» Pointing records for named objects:
----------

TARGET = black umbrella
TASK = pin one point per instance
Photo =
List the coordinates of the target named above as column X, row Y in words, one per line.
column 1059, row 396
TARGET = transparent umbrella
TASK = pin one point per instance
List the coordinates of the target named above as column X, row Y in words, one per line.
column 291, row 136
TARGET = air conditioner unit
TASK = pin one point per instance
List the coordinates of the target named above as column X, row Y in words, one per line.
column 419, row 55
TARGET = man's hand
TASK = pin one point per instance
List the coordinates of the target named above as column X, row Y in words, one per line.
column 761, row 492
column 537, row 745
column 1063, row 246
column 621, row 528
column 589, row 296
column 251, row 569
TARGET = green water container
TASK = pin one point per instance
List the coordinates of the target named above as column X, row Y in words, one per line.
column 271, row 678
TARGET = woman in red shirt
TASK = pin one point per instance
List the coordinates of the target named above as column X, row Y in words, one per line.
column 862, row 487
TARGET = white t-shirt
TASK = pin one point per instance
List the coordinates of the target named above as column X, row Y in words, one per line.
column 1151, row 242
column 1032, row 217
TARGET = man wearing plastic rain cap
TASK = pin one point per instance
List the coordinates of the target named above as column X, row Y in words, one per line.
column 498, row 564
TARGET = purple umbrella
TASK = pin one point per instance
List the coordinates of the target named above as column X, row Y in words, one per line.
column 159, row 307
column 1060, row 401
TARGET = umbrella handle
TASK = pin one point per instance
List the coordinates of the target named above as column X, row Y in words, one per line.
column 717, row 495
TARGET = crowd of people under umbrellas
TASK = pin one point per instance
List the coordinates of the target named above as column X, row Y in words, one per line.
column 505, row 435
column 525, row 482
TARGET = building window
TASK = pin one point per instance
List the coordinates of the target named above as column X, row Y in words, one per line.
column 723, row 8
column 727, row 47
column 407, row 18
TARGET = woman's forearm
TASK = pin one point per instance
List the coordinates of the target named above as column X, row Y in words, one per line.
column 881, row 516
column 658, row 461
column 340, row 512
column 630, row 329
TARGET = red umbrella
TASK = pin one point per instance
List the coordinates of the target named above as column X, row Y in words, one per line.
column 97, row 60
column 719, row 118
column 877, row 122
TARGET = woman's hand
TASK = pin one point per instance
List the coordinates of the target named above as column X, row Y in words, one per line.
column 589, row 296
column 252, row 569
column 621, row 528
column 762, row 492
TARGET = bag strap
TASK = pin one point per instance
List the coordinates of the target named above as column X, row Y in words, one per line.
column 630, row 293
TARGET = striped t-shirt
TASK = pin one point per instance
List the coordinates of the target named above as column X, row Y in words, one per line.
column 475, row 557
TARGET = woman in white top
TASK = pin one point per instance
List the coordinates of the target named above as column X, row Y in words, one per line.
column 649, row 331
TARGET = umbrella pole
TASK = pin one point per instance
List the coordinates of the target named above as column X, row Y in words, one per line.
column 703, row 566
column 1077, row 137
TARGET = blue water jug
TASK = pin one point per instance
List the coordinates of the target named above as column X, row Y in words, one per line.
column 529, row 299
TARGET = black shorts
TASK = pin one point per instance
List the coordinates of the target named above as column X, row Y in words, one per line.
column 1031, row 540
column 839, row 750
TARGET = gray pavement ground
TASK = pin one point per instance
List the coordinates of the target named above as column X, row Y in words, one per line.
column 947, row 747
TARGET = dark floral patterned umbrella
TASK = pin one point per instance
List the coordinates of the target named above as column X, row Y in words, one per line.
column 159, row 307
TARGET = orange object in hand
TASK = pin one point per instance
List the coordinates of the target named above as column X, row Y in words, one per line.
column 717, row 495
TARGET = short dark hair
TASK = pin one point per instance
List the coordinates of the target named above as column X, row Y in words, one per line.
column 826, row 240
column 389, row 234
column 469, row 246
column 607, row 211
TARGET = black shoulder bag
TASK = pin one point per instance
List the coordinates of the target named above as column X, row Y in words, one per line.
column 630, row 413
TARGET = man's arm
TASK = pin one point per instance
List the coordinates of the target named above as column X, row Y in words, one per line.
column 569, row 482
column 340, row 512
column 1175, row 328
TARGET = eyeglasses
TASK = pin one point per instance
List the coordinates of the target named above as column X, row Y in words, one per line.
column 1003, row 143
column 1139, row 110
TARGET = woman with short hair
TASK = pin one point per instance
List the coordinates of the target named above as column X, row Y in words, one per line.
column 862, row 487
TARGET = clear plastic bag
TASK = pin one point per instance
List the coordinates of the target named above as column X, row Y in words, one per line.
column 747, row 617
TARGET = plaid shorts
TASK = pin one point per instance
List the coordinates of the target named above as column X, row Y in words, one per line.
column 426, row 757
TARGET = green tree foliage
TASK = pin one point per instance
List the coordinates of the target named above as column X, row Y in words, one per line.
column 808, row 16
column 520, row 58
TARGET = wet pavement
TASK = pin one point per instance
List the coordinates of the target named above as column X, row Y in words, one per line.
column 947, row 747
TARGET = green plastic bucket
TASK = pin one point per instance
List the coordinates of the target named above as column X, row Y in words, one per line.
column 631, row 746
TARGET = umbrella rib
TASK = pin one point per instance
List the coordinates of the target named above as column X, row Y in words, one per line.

----------

» WHAT IS BEING ASKED: Rewrite all of the data above, swapping "pin one point per instance" for "place a single point on each instance" wherever it occurs. Leave everything else unchanged.

» WRITTEN SOLUTION:
TARGET = black umbrella
TASK = place a single point on each instance
Photo =
List the coordinates of the target named above as column X, row Y in words, one per line.
column 1059, row 396
TARGET = transparent umbrella
TASK = place a single point on each instance
List the coordinates of the target named above as column X, row Y in words, one per line.
column 291, row 136
TARGET = air conditioner unit
TASK = place a single point on each instance
List the coordinates of the target named above as column X, row Y in words, one per line.
column 419, row 55
TARGET = man's hand
TASK = place a single point on each instance
List the coordinates of the target named above as column X, row Y in words, one per line.
column 761, row 492
column 537, row 745
column 1063, row 246
column 621, row 528
column 589, row 296
column 251, row 569
TARGET = green water container
TASK = place a single point on each instance
List the coordinates of the target named above as column X, row Y in words, one per line.
column 271, row 678
TARGET = woman in red shirt
TASK = place a single point on each instance
List the coordinates of the target named above as column X, row Y in words, one per line.
column 862, row 487
TARGET = white t-shirt
TASK = place a single point on each instance
List the coordinates of the target named above as column X, row Y in words, one per line.
column 1151, row 242
column 1032, row 217
TARGET = man wearing plastic rain cap
TASK = place a single point on each instance
List the coordinates of the target named above as column X, row Y in words, one per line.
column 498, row 564
TARGET = purple umbrella
TASK = place a single point on each instance
List the coordinates of the target named above as column X, row Y in words, one per line.
column 159, row 307
column 1060, row 401
TARGET = umbrella handle
TASK = place a single point on each instance
List the coordinates of the target named above as column X, row Y in words, one per line.
column 717, row 495
TARGET = crowd of people under umbrellas
TASK = place a single point on each instance
List the coordinates of the target named above as column X, row Y in words, one per line.
column 505, row 435
column 525, row 482
TARGET = building window
TASK = place a single point on each instance
List the coordinates of the target named above as column X, row Y in words, one per line.
column 723, row 8
column 727, row 47
column 407, row 18
TARGET = woman's forearm
TASK = place a single point on each instance
List the coordinates of the target named above as column X, row Y in words, one per line.
column 881, row 516
column 658, row 461
column 340, row 512
column 630, row 329
TARGET = red umbrella
TASK = place a single point on each instance
List the coordinates of the target named above as column X, row Y in words, one per line.
column 97, row 60
column 719, row 118
column 877, row 122
TARGET = woman's hand
TASK = place a single point on each instance
List the coordinates of the target named above as column X, row Y in words, one per line.
column 589, row 296
column 252, row 569
column 621, row 528
column 762, row 492
TARGET = bag strap
TASK = place a single point on each instance
List the coordinates of the target named above as column X, row Y in words, one per line.
column 630, row 293
TARGET = striped t-shirt
TASK = place a single point on each instance
List the coordinates of the target named above as column X, row Y in words, one per line.
column 475, row 557
TARGET = woman in white top
TASK = place a single point on each instance
List the coordinates of the target named above as column X, row Y in words, one per line.
column 649, row 331
TARGET = umbrella pole
TASK = place a single point on each instance
List the coordinates of the target named above as column X, row Y in words, one per line.
column 703, row 566
column 1077, row 137
TARGET = blue water jug
TASK = place a single point on each instance
List the coordinates of the target named above as column X, row Y in words, one per line.
column 529, row 299
TARGET = black shorts
TASK = place a single point on each instance
List the coordinates of the target named above as column X, row Y in words, one per line.
column 1031, row 540
column 839, row 750
TARGET = gray pavement ground
TASK = place a single point on each instance
List the coordinates of the target named above as column X, row Y in words, one per line.
column 947, row 747
TARGET = dark floral patterned umbrella
TASK = place a single point on each instance
List the coordinates of the target named above as column X, row Y in words, one per line.
column 159, row 307
TARGET = orange object in hand
TASK = place a single point on each instance
List the coordinates of the target named above as column X, row Y in words, one per line.
column 717, row 495
TARGET = short dark hair
TASK = place a single point on each instance
List the coordinates of the target named above as column X, row Y in words, one per line.
column 826, row 240
column 389, row 234
column 469, row 246
column 607, row 211
TARGET = black shoulder bag
TASK = place a single point on each instance
List the coordinates of the target named above as column X, row Y in words, one per line.
column 630, row 413
TARGET = man's arm
TASK = place a single point on each instance
List the coordinates of the target named above as column X, row Y in words, one per line.
column 569, row 482
column 340, row 512
column 1175, row 328
TARGET = eyeglasses
TASK = place a single point on each instance
List the coordinates of the target named above as column X, row Y in words, one per line.
column 1003, row 143
column 1139, row 110
TARGET = woman with short hair
TASK = place a single point on each instance
List the coordinates of the target named above as column X, row Y in words, one per line.
column 862, row 487
TARGET = clear plastic bag
TASK = place a single point on each instance
List the coordinates of the target named above as column X, row Y in words, one per line.
column 747, row 617
TARGET = plaid shorts
TASK = place a single point on each instance
List the coordinates of the target named above as column X, row Y in words, one per line.
column 426, row 757
TARGET = green tree foliage
TASK = place a single point on each instance
List the coordinates of the target named above as column X, row Y in words, one per line.
column 808, row 16
column 520, row 58
TARGET = wet pavement
TASK = place a single point on each instance
List the coordinates of the target named above as column X, row Y in words, one per line.
column 947, row 747
TARGET = green plastic bucket
TASK = place a single point on each instance
List the coordinates of the target named above as column X, row Y in words, one per line.
column 631, row 746
TARGET = umbrella rib
TASK = place a single point on each instance
List the coordinates of the target named above as column X, row Y in words, one per line.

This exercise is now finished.